Put the listing from the line with "Mark the laptop screen, one" up to and including the line with "x=199 y=128" into a two-column CSV with the headers text and answer. Give each text and its answer one row, quote every field, and turn line breaks into spaces.

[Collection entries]
• • • • •
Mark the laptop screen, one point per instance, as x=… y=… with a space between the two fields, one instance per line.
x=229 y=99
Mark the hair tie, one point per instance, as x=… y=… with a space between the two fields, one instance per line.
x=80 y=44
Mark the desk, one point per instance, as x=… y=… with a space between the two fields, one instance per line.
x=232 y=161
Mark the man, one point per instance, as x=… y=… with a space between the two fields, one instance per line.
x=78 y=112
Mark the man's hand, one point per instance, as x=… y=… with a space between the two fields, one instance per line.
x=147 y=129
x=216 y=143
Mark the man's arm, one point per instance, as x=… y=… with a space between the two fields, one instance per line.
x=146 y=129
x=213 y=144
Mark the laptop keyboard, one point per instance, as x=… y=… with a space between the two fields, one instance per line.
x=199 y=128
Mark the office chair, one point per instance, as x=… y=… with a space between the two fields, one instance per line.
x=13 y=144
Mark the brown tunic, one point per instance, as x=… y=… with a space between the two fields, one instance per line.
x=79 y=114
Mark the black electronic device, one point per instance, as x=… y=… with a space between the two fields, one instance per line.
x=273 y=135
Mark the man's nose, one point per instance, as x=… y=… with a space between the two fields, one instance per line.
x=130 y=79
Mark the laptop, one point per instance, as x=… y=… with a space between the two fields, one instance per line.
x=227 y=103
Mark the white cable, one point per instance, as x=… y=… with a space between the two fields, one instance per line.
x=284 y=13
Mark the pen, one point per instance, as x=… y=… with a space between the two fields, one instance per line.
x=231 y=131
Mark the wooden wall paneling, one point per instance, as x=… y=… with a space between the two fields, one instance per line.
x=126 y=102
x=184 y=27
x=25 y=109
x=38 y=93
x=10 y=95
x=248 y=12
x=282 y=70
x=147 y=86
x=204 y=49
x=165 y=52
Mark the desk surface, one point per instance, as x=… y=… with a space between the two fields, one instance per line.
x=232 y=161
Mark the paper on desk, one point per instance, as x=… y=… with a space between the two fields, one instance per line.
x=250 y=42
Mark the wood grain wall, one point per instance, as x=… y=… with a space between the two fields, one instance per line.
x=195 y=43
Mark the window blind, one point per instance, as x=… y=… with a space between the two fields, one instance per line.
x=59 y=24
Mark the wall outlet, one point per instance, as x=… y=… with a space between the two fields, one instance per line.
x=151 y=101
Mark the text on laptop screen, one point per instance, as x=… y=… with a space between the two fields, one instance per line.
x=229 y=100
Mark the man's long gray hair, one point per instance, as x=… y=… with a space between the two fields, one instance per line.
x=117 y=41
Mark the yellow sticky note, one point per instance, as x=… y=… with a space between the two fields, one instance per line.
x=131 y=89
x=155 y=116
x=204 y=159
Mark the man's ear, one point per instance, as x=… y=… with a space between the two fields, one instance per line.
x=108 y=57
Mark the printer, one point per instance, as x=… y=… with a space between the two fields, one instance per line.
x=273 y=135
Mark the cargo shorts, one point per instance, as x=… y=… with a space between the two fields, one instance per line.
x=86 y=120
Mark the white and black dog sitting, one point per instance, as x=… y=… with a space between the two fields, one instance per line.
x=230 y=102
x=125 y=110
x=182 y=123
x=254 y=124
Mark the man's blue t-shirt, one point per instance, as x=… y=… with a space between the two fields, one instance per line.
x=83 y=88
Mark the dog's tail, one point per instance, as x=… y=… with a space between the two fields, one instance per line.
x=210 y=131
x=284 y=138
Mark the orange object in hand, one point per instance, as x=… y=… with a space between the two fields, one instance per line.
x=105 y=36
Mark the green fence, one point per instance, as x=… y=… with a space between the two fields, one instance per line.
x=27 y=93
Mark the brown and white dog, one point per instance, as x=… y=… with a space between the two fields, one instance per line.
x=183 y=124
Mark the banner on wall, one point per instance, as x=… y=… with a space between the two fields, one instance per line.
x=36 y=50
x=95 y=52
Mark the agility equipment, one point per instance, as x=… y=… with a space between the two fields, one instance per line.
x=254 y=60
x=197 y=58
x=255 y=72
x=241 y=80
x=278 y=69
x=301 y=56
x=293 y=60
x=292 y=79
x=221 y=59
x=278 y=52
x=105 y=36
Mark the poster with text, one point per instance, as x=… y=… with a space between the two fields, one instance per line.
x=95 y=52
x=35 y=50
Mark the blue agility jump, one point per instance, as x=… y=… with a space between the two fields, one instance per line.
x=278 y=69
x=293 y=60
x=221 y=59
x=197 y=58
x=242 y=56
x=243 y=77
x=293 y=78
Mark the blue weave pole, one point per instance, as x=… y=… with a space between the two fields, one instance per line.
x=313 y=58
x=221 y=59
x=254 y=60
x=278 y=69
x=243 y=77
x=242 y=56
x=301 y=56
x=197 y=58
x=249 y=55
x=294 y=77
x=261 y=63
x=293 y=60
• • • • •
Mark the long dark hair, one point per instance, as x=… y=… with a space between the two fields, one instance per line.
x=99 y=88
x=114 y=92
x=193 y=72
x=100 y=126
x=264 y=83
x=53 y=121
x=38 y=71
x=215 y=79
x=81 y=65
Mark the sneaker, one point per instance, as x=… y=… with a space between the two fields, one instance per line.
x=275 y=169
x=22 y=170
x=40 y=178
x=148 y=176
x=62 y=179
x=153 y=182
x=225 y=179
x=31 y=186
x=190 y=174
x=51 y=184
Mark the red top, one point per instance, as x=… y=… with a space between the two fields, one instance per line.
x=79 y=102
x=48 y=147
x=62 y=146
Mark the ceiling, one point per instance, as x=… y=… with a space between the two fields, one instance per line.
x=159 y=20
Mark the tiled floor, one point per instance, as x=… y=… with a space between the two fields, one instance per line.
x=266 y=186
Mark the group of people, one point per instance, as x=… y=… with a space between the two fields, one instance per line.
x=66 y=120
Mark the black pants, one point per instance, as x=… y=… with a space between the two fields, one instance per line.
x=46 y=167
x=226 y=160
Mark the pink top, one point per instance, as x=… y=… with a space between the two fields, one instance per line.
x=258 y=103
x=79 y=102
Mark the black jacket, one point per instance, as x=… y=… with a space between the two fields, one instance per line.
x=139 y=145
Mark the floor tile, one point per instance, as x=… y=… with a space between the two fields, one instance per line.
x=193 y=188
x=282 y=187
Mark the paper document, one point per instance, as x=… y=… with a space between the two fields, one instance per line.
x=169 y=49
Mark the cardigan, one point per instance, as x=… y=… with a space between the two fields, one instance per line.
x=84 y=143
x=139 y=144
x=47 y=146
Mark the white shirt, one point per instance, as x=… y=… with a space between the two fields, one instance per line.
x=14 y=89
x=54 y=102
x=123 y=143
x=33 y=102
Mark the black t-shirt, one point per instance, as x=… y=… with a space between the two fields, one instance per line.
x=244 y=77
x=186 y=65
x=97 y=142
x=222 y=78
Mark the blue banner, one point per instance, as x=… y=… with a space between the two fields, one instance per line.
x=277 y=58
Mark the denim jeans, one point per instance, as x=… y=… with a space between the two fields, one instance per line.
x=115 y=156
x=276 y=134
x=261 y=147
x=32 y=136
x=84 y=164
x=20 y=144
• • • • •
§ Task answer:
text,answer
"Mark the laptop screen, one point per instance, as x=… y=… with a space between the two fields, one instance per line.","x=229 y=99"
"Mark the hair tie, one point per instance, as x=… y=… with a space between the two fields, one instance per line.","x=80 y=44"
"Mark the desk, one point per instance, as x=… y=… with a space between the two fields, one instance per line.","x=232 y=161"
"Mark the man, one point per instance, as x=… y=… with a space between the two fields, one instance per line.","x=78 y=112"
"Mark the man's hand, one point per instance, as x=… y=… with a space between the two fields, one instance per line.","x=147 y=129 x=216 y=143"
"Mark the man's arm, one point per instance, as x=… y=… with a space between the two fields, one instance per line.","x=146 y=129 x=213 y=144"
"Mark the laptop keyboard, one point per instance, as x=… y=… with a space between the two fields, one instance per line.","x=199 y=128"